— Short exercise —
The records below must be output exactly, without pictures.

Items from a data source
* * * *
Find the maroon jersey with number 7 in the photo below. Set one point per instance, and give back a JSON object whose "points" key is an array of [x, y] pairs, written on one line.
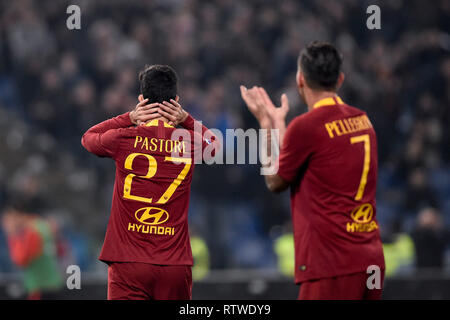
{"points": [[329, 156], [149, 214]]}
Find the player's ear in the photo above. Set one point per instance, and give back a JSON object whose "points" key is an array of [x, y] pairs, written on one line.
{"points": [[340, 80]]}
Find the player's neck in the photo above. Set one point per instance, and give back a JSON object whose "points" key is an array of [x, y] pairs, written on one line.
{"points": [[314, 96], [159, 119]]}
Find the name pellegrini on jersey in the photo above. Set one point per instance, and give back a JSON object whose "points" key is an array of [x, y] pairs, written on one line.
{"points": [[348, 125]]}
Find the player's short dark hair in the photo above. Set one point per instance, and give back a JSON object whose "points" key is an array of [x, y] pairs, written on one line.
{"points": [[158, 83], [320, 63]]}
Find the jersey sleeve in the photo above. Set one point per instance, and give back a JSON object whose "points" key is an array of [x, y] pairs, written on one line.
{"points": [[295, 150], [102, 139]]}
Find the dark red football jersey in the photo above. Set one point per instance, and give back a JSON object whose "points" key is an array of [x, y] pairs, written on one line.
{"points": [[329, 156], [149, 214]]}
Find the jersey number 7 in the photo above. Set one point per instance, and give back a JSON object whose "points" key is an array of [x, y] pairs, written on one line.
{"points": [[362, 184]]}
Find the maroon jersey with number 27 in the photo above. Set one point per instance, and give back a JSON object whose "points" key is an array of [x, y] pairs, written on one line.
{"points": [[149, 214]]}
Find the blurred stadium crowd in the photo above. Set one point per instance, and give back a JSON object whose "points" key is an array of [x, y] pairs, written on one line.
{"points": [[55, 83]]}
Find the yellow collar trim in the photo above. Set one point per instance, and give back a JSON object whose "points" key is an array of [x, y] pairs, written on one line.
{"points": [[328, 102]]}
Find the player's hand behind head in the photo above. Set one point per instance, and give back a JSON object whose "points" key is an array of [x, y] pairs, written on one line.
{"points": [[173, 112], [144, 112]]}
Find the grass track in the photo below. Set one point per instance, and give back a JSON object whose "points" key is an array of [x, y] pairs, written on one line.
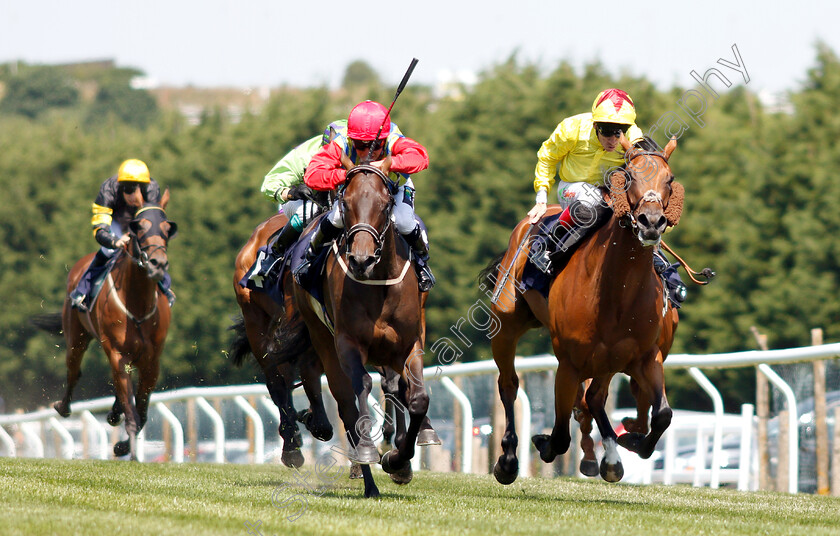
* * * *
— Final answer —
Find the maroon jersey with number 7 in the photo below. Set one point per instance, and give back a JSON object whose "points" key is an array of [x, y] pairs, written on one line.
{"points": [[329, 156], [149, 214]]}
Find the player's ear in the photo above. Set one point per instance, and give back a JSON object whose "points" key is an array of [x, y] pairs, written on one line.
{"points": [[340, 80]]}
Find the player's neck in the photo above. Set one point per instance, and give back a JSON object whose "points" key is an array of [x, y] pairs, written on one line.
{"points": [[314, 96], [159, 119]]}
Find the name pellegrini on jersey in the photo above. Set one point per instance, and give back a JSON object whose "points" key is an array of [x, y] pairs, written on one line.
{"points": [[348, 125]]}
Find the player's short dark hair in the photo above. Set one point per instance, and give back a JSON object whose "points" key is an array of [x, y] pairs, written on one line.
{"points": [[158, 83], [320, 63]]}
Find the jersey sleeve in the photo above. Set one point per instance, and give back a JSON object whose "points" key is an array of [x, y] pairs, written on one line.
{"points": [[295, 150], [102, 139]]}
Find the dark red football jersey in the photo above. Set one point per instance, and give back a JSON object whose "points" key is an array of [x, y] pairs, written on one line.
{"points": [[329, 156], [149, 214]]}
Find the jersey number 7 in the photo above. Set one point per instance, and give back a JSON object whose "points" key is an array of [x, y] pairs, written on one line.
{"points": [[362, 184]]}
Find the maroon jersey with number 27 in the photo above. Set one point per instance, and give back a JSON object whose "points" key is an array of [x, y] pairs, written on one line.
{"points": [[149, 214]]}
Find the blurred stadium crowd in the photo above. Set one point per instance, and give back a JSON object whose "points" key is an array of [x, y] pairs, written on one line.
{"points": [[55, 83]]}
Find the yellow collar trim in the photo above. Set one point per instance, and give back a JSON object whose "points" key is an array of [x, y] pairs, written on one line.
{"points": [[328, 102]]}
Find the player's hand behind head in the photo above. Set one point per instance, and give back a JSON object whose "points" key is an array of [x, y] pairs, written on one line.
{"points": [[173, 112], [144, 112]]}
Find the grass track in the photo below. Set one point per instance, and give back a JSON object whose "points" key is an array of [x, y] pairs, written on one line.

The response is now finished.